The author's father's words were not for a reader, an editor, but for himself
[Richard Smith/Al Jazeera]

As I look back, I wanted to be able to say like Jorge Luis Borges that I was educated more by my father’s library, that the books on his shelves and his cherished writings planted a seed in me. I do not know why my father wanted to be a philosopher, why he read Descartes and Hegel, why he kept reading the Quran and its interpretation. I was too young and distracted to ask him these heavy questions, but something profound was perhaps tormenting him. Maybe an obsession with finding harmony between his deep faith and the intrigue of philosophical doubt. I wanted to be able to say that I am fulfilling my father’s dream of becoming an educator and a scholar, that his discreet love of reading and writing was the source of my early awakening, or that I’m giving voice today to his quiet existence. And maybe it is all true. I am an extension of my father’s fractured destiny and it is beautiful to feel, even if momentarily, that his life’s dream was not muted after all.

But I have no way of certifying this connection. If there ever were a thwarted aspiration of a writer or a scholar in my father, he was able to hide it well. I searched frantically in his scant belongings, traces of him that live now in a dull garage, for his notebooks in the hope of locating a clue or finding a hidden note in one of his books, but my insistence turned up only frustration and anger. The things I value the most about my father’s memory are gone forever and only my imagination can rescue this side of him from oblivion. His handwriting hangs over me like a whisper, a hollow memory that drips in subtle but painful strokes.

Maybe that is why writing as an Arab, as a Muslim does not come easily nor peacefully to me. My words land on the page as a confrontation, a devastation, an elegy, a spectacle confronting another spectacle of my identity, my history, and my culture. Unlike the serenity I imagine in my father’s writing, mine feels incited, assigned, a summoning of sorts fabricated by the anguish of letting too many insults go unanswered, too much bigotry unexposed. “I build my language with rocks,” said the Martinican poet Édouard Glissant. I build mine as rocks are thrown at me, and I wonder why some can write unprovoked while others see their writing condemned to a perpetual response, a painful call to perform the pain and assess the damage. I want to reclaim the forbidden tranquillity of my writing from the ugliness of the task always awaiting the subaltern writer. I do not wish for my pen to become a sword, for its ink to serve a vulgar aim. My language was not supposed to feel like a haemorrhage destined to be stopped, lest it caused damage too big to repair. My words were not meant to be thrown as darts in a world of instant enmity. I do not shy away from a righteous fight and I believe in the gift of a wild tongue and a mighty pen, but I do not want my writing to always be a clamour, an armour, a lament in the face of distress and injury. I long for my pen to join the poise of my father’s quill.

I must believe it is the inaudible beauty of my father’s handwriting that I am clinging to, a poem without words I strain to remember in order to liberate my own writing and rescue me from the injunction to plead, to defend, and from the violence of the imposed answer. On the day he died, my father’s eyesight came back for a few minutes just to see us one more time. It was a marvellous moment of fleeting joy before the unspeakable grief, but I remember it now in the same way I can still picture those tender strokes of his handwriting. My father’s notebooks were full, and perhaps that is a memory good enough to live with. His words were not for a reader, an editor, but for himself. He wrote and wrote, as Gloria Anzaldúa urged us to do, not to let the ink coagulate in our pens. “Write with your eyes like painters,” she would say, “with your ears like musicians, with your feet like dancers, You are the truthsayer with quill and torch.” I may never know what my father wrote or if he meant for his writing to be a torch for anyone, but he left me with the greatest lesson of them all. Never surrender your pen to write for someone else.

Supplied records:

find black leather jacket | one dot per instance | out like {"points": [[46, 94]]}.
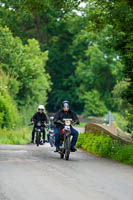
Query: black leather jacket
{"points": [[61, 114]]}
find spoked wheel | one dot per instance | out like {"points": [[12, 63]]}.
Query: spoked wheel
{"points": [[62, 155], [67, 148], [37, 139]]}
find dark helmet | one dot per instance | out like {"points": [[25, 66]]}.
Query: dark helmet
{"points": [[65, 104]]}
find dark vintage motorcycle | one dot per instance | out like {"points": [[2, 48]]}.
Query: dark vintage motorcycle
{"points": [[65, 140], [51, 132], [38, 129]]}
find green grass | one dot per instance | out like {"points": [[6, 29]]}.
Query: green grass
{"points": [[21, 136], [105, 146], [120, 121]]}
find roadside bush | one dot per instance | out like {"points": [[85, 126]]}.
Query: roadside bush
{"points": [[93, 104], [105, 146]]}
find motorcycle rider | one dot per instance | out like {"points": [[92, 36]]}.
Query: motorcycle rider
{"points": [[66, 113], [39, 116], [51, 126]]}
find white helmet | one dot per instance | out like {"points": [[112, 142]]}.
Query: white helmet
{"points": [[40, 107]]}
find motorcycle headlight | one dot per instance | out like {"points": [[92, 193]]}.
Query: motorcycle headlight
{"points": [[67, 122]]}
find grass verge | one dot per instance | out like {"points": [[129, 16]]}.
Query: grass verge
{"points": [[104, 146], [21, 136]]}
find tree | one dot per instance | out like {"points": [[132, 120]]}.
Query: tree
{"points": [[25, 64]]}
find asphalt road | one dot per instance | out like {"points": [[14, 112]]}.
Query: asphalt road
{"points": [[28, 172]]}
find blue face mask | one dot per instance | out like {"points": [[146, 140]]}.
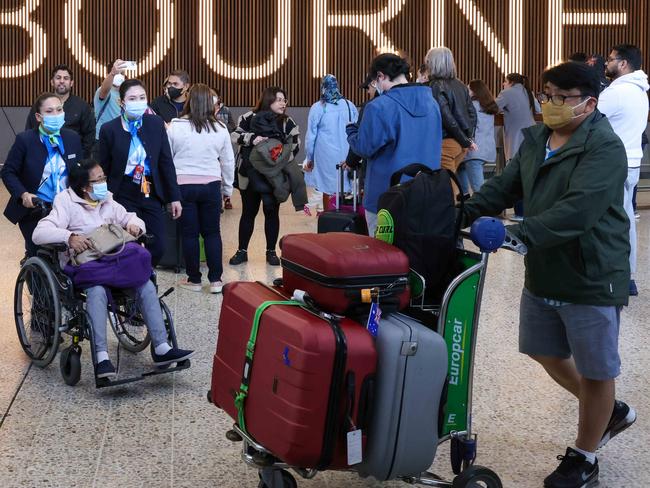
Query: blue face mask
{"points": [[136, 109], [53, 123], [100, 191]]}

What is being asked: Summarize the essay about the author's father's writing in three sentences.

Answer to the problem: The author wanted to credit the father's library and the father's reading of Descartes, Hegel and the Quran as the seed of the author's own education and writing, but a frantic search of the father's scant belongings found none of his notebooks, so only imagination can rescue that side of him. Writing as an Arab and a Muslim feels to the author like a forced response to unanswered insults and bigotry, and the author longs to reclaim the tranquility imagined in the father's writing. Holding on to the memory of those full notebooks, written not for a reader but for the father himself, the author takes the lesson never to surrender one's pen to write for someone else.